| WHAT IS EXPECTED |
Output the data below in full, character for character.

| EXERCISE INPUT |
● ● ● ● ●
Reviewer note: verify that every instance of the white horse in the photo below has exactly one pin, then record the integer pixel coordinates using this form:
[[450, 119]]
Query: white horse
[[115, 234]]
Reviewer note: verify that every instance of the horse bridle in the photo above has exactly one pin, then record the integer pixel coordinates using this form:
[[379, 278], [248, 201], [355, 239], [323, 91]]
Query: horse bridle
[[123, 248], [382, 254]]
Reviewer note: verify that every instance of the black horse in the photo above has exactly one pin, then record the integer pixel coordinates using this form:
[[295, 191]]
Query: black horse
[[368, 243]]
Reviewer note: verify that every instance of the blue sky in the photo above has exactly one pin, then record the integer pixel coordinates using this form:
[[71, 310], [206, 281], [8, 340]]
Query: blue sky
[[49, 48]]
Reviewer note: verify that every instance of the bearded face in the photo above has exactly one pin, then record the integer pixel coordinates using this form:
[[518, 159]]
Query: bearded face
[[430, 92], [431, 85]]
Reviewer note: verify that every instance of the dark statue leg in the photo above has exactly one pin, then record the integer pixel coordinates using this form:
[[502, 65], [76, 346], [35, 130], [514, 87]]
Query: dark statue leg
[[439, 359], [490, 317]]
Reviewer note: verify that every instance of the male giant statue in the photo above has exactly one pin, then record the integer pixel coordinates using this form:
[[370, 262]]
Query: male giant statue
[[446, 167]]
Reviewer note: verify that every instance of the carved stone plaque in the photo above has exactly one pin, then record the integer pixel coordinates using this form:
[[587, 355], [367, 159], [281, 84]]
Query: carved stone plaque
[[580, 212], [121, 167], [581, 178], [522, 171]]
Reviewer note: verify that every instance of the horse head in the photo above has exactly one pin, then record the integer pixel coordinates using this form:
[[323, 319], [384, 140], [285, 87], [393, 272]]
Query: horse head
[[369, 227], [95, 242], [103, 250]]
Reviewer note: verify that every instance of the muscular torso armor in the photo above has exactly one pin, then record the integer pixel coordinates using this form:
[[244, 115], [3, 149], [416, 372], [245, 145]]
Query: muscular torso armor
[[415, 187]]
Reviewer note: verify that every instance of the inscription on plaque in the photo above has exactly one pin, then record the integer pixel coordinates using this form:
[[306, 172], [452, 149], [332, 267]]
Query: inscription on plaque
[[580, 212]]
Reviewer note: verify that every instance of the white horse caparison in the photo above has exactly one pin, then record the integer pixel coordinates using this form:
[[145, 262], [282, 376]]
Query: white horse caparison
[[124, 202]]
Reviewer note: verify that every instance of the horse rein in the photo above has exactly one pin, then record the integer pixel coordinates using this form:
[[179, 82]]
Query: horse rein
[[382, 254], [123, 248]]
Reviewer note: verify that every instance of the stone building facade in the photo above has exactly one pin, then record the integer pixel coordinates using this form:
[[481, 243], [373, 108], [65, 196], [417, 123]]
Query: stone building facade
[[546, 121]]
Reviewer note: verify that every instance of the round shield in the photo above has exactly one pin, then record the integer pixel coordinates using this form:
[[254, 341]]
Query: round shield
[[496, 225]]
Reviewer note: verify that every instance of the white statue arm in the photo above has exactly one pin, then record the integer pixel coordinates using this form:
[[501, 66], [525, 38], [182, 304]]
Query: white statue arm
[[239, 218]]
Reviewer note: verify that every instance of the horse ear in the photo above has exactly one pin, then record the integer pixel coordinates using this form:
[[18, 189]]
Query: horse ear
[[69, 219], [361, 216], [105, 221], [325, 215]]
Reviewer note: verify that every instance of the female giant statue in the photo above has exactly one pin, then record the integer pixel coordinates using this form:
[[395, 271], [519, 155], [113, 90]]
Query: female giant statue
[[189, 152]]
● ● ● ● ●
| OUTPUT OF THE TASK |
Reviewer note: verify that every instance of the white horse in the photo below has exactly one pin, then record the integer pixel coordinates using this form:
[[450, 119]]
Query: white horse
[[115, 234]]
Reviewer note: verify that every instance of the horse bridle in the photo above has exactly one pin, then record the integer pixel coordinates using this form:
[[379, 278], [248, 201], [355, 239], [323, 91]]
Query: horse bridle
[[123, 248], [382, 254]]
Reviewer note: verify that every instance of the black horse in the photo above has exactly one pin, then record the integer pixel coordinates using this form:
[[295, 191]]
Query: black horse
[[368, 243]]
Reviewer note: verify that every instance of the blue sky in the photo above has exactly one pin, then record the integer pixel coordinates using this form:
[[71, 310], [206, 281], [8, 340]]
Query: blue sky
[[49, 48]]
Reviewer note: verify that every instance of the bearded face in the photo above has exactly one pin, then record the integer pixel coordinates using this form:
[[518, 159]]
Query: bearded face
[[430, 92], [431, 85]]
Reviewer note: verify that every instance of the dark statue leg in the photo above has exactly one pin, then record the integer pixel coordinates using this form:
[[502, 65], [76, 346], [35, 130], [514, 87]]
Query: dark statue leg
[[439, 359], [490, 317]]
Reviewer note: verify that every instance of the male giant statue in the photo above has exactly one pin, then record the integer pixel coordinates using this form:
[[370, 262]]
Query: male giant statue
[[446, 167]]
Reviewer note: verify that every instance of the carved stone plaque in the photo above has exactly one pin, then record the integer pixel coordinates using this form:
[[587, 355], [367, 159], [281, 84]]
Query: carved stone plaque
[[580, 212], [121, 167], [581, 178], [522, 171]]
Reviewer note: verify that every instance of the horse head in the photo above has exactly one pin, then record the integer pixel coordinates using this form:
[[323, 319], [384, 140], [285, 87], [393, 272]]
Query: horse head
[[369, 227], [95, 242], [103, 250]]
Reviewer note: verify that every instance of the muscular torso armor in the photo above has exactly one pin, then record the integer pixel coordinates using this form:
[[244, 115], [3, 149], [416, 372], [245, 145]]
Query: muscular torso armor
[[415, 187]]
Reviewer note: verify that every instance of the inscription on plaque in the photo above has exactly one pin, then record the integer pixel coordinates using this form:
[[306, 172], [452, 149], [332, 267]]
Query: inscription on plaque
[[580, 212]]
Reviewer note: verify that every instance of the white horse caparison in the photo above has exactly one pin, then record the integer pixel coordinates using this form:
[[145, 262], [282, 376]]
Query: white horse caparison
[[124, 202]]
Reviewer note: verify that every instance of the horse rein in the photo above has exactly one pin, then record the integer pixel coordinates using this form:
[[179, 82]]
Query: horse rein
[[382, 254], [123, 248]]
Reviewer note: verify that every instance of the stone building facade in the photo above has exactly one pin, then record the integer pixel coordinates using this form:
[[481, 243], [373, 108], [65, 196], [417, 123]]
Query: stone building facade
[[546, 121]]
Reviewer note: verify that every instance of the round shield in the photo above has exactly one pin, then record the integer pixel coordinates using this form:
[[254, 341]]
Query: round shield
[[496, 225]]
Reviewer note: verify that every instance of the white statue arm in the photo above has exactly one pin, then record the integer pixel coordinates using this form:
[[501, 66], [525, 38], [182, 304]]
Query: white statue arm
[[239, 218]]
Reviewer note: verify that every instance of the horse ear in the photo above has exactly one pin, then record the integer pixel coordinates using this form:
[[18, 189]]
Query: horse ear
[[69, 219], [361, 216], [105, 221], [325, 215]]
Reviewer note: verify that every instance of the female giant statue in the photo above has exactly one pin, then record the integer pixel coordinates using this form:
[[395, 271], [519, 155], [113, 90]]
Query: female giant statue
[[189, 152]]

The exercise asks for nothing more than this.